La sensibilité naturiste a déclenché d’autres formes d’engagement. Présupposant que le monde moderne aurait détruit l’harmonie originelle entre l’homme et la nature, le naturisme appelle une réforme des habitudes de vie quotidienne, touchant à l’habitat, à l’alimentation, au vêtement, etc. Le fondateur des coopératives « La vie claire », Henri Charles Geffroy, le négociant en blés Raoul Lemaire, l’instituteur Jean Pignero à l’origine de l’Association pour la protection contre les rayons Ionisants (1962) ou encore le fondateur du journal La gueule ouverte Pierre Fournier partagent cette relation inquiète à une alimentation dégradée par l’industrie et par les pollutions et accusée d’être à l’origine de vastes problèmes sanitaires.
Intellectuels et hauts fonctionnaires critiques de la modernité
Parallèlement, des penseurs bâtissent une critique de la modernité mettant en garde la civilisation technicienne, technocratique, consumériste contre les retombées de son hubris. Au tournant des années 1970, les philosophes Serge Moscovici, Bernard Charbonneau, Edgar Morin, André Gorz publient des essais marquants : respectivement Essai sur l’histoire humaine de la nature (1968), Le jardin de Babylone (1969), Le paradigme perdu : la nature humaine (1973), Écologie et politique (1975). Dans la tradition française des engagements intellectuels, ils sortent de leur tour d’ivoire et rejoignent des actions militantes. André Gorz et Serge Moscovici participent aux Amis de la terre, Edgar Morin nourrit la réflexion du Groupe des dix et Bernard Charbonneau s’engage auprès du comité de défense de la côte Aquitaine. Ils s’expriment également dans la presse écologiste naissante : La Gueule ouverte, Le Sauvage, Combat nature.
Enfin de hauts fonctionnaires avertis alertent sur les méfaits de l’aménagement du territoire, en particulier sur la défiguration des paysages. Cette sensibilité esthétique incarnée depuis 1901 par la Société pour la protection des paysages habite Philippe Saint-Marc en charge de l’aménagement de la côte Aquitaine entre 1967 et 1970. Son appel à concilier développement économique et sauvegarde des écosystèmes prend la forme d’un essai diffusé à cent mille exemplaires, Socialisation de la nature (1971). C’est également depuis la DATAR que Serge Antoine élabore en 1970 les Cent Mesures pour l’environnement qui préfigurent les missions du ministère de la Protection de la nature et de l’environnement créé le 7 janvier 1971.
Chaque lanceur d’alerte énonce sa propre perception du danger. Le risque nucléaire, les pollutions, la pression anthropique sur les écosystèmes, la disparition des espèces, la défiguration des paysages, l’altération de la qualité alimentaire, l’appauvrissement des sols sont autant de motifs d’inquiétude relatifs à ce qu’on ne nomme pas encore l’« environnement ». Quant aux moyens d’alerte, ils sont inégaux : le tract d’une association locale aura certes un impact moindre qu’un film, une exposition, une émission ou un livre. Toutefois, la nature du vecteur n’explique pas à elle seule l’impuissance de ces cris d’alarme. Les conditions culturelles et politiques de leur réception agissent à cette époque comme des éteignoirs. Souvent marginalisées dans les médias grand public, ces voix sont réduites à de mauvais augures de Cassandre à contre-courant de la modernité.

☆ ☆ ☆ ☆

_CONSIGNES_:
1) Répondez à ces questions d'après le texte fourni :
(a) À quelle date le ministère de la Protection de la nature et de l'environnement a-t-il été créé ?
(b) Qui était chargé de l'aménagement de la côte Aquitaine entre 1967 et 1970 ?
(c) Quel essai Bernard Charbonneau a-t-il publié en 1969 ?
2) Reformulez sous forme de liste le paragraphe du texte fourni qui commence par « Enfin de hauts fonctionnaires avertis », en conservant ses faits essentiels.
Les lignes qui suivent proviennent d'une autre source.

Extrait d'un fichier de données:

☆ ☆ ☆ ☆

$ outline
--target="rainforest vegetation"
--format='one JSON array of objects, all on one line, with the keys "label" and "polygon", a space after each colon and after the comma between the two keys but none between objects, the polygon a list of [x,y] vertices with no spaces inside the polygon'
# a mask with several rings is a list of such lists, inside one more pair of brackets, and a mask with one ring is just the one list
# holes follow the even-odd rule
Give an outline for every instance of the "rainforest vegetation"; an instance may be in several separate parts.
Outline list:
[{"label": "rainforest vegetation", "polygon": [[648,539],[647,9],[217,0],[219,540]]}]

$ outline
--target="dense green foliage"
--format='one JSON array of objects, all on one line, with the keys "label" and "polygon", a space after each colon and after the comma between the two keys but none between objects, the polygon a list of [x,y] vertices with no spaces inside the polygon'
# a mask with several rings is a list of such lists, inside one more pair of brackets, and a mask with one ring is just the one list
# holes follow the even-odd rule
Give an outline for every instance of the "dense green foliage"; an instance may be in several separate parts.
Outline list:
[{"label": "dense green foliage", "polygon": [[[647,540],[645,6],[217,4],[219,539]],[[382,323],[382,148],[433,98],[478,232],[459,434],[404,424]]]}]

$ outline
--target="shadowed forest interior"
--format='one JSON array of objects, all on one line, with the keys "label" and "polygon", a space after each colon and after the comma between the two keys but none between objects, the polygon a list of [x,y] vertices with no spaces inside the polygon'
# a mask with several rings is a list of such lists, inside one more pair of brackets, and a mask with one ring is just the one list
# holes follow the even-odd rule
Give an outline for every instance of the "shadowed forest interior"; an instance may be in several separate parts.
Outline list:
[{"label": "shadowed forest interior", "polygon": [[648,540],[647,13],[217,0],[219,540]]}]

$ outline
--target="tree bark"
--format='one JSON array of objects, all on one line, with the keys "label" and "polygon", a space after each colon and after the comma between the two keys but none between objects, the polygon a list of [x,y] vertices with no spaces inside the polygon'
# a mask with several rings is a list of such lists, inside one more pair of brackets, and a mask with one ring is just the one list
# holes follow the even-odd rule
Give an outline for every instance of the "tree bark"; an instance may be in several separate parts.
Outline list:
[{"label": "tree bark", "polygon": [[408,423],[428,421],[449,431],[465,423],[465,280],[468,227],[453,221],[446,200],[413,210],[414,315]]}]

☆ ☆ ☆ ☆

_RÉPONSES_:
1)
(a) Le 7 janvier 1971.
(b) Philippe Saint-Marc.
(c) Le jardin de Babylone.

2)
- De hauts fonctionnaires avertis alertent sur les méfaits de l'aménagement du territoire, notamment sur la défiguration des paysages.
- Cette sensibilité esthétique, portée depuis 1901 par la Société pour la protection des paysages, anime Philippe Saint-Marc, chargé de l'aménagement de la côte Aquitaine de 1967 à 1970.
- Son appel à concilier développement économique et sauvegarde des écosystèmes prend la forme d'un essai diffusé à cent mille exemplaires, Socialisation de la nature (1971).
- À la DATAR, Serge Antoine élabore en 1970 les Cent Mesures pour l'environnement, qui préfigurent les missions du ministère de la Protection de la nature et de l'environnement, créé le 7 janvier 1971.